— Begin Excerpt to read —

Enjoy traveling with me!
California November 2017
November 2017 San Luis Obispo
Every year for Thanksgiving my mom, stepdad Trevor and I always feel left out, because we are immigrants and none of our families lives in America. In 2017 my family chose to go to visit the monarch butterflies that live on the California coast. Not too long ago I had been accepted into an art fair for my drawings of endangered animals. The monarch butterflies were one of them. For a long time I had wanted to see the monarch butterflies, but we never had the time. So we began our journey to San Luis Obispo to follow migration of the monarchs.
November 22, 2017 San Luis Obispo
It was November 22, 2018, when our trip to the monarch butterflies began. We boarded our tiny flight to San Luis Obispo. As we began our journey I was excited to see the massive groups of the monarch butterflies. I was imagining the giant groups of monarch butterflies flying around my head, flying from tree to tree. I was imagining no one at the groves, just my family, looking up and seeing the monarch butterflies all around us. I didn’t know what to expect it could be filled with monarchs or bare of monarchs. I was preparing myself for both situations. As I continued to think about the majestic monarch butterflies I slowly started to flutter off to sleep.
November 23, 2017 Pismo Beach
Pismo beach is described as a place of fine beaches, wineries and, of course, butterflies. Visitors arrive in their thousands, to view the majestic creatures as they group and prepare to fly up North. When I arrived, I discovered that the grove was packed.., but not with butterflies. Children were cackling and braying as babies lazily crawled around my feet as though they were monarch caterpillars desperately trying to escape their parents clutches. I strained my eyes and saw around fifty monarchs clamped to the slippery leaves of the eucalyptus tree.
November 23, 2017 Pismo Beach
The sweet honeyed smell of the eucalyptus nectar overpowered the smell of the grubby dusty children and I stood transfixed. The monarchs wings were the color of the sea on a gloomy day. But still after about an hour, the noise and sickly sweet stench became too much and we turned to head back. As we trudged along the beach it started to trickle with rain, occasionally the sun broke out among the clouds highlighting little patches of beauty on the otherwise gloomy shore. My ears rang from all of the noise in the grove and I was looking forward to a meal with my family.
November 23, 2017 Pismo Beach
As Trevor and I walked through the door into the dark room, I saw candles lit standing on a table the size of a guitar and there lay a very nicely presented Thanksgiving dinner. The turkey was nicely sliced and put on a small sink towel with the wishbone laying on top. The green beans and root vegetable were mixed into a bowl. The vegetarian turkey or cauliflower was also sitting on a small sink towel. Two pies, an apple, and a pumpkin, lay to the side of the table. Mom had used all the materials around her to make the best Thanksgiving meal I have ever had. Mom, Trevor, and I had the best Thanksgiving meal that we had in years. Just us, just our family and nobody else.
November 24, 2017 Carmel, Pacific Grove
The next day we woke up and started to drive to Carmel. It took us about four hours before we reached Pacific Grove, the famous monarch grove in Carmel. I looked through the windows of the car and noticed monarch butterflies painted on all the fences and many murals of monarch butterflies on the buildings. I inferred that people that lived in that area were very proud of their monarch butterfly population. This raised my hopes that there were many monarch butterflies here to see.

— End Excerpt to read —

In the monarch travel journal, edit the stretch that begins at "Enjoy traveling with" and stops after "of the monarchs.", swapping "immigrants" for "newcomers" and giving the result.

— Begin Raw data —

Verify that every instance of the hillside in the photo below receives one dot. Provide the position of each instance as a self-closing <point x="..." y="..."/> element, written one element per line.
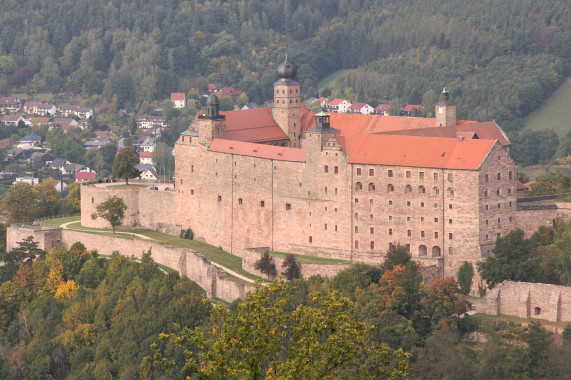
<point x="499" y="59"/>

— End Raw data —

• _Task result_:
Enjoy traveling with me!
California November 2017
November 2017 San Luis Obispo
Every year for Thanksgiving my mom, stepdad Trevor and I always feel left out, because we are newcomers and none of our families lives in America. In 2017 my family chose to go to visit the monarch butterflies that live on the California coast. Not too long ago I had been accepted into an art fair for my drawings of endangered animals. The monarch butterflies were one of them. For a long time I had wanted to see the monarch butterflies, but we never had the time. So we began our journey to San Luis Obispo to follow migration of the monarchs.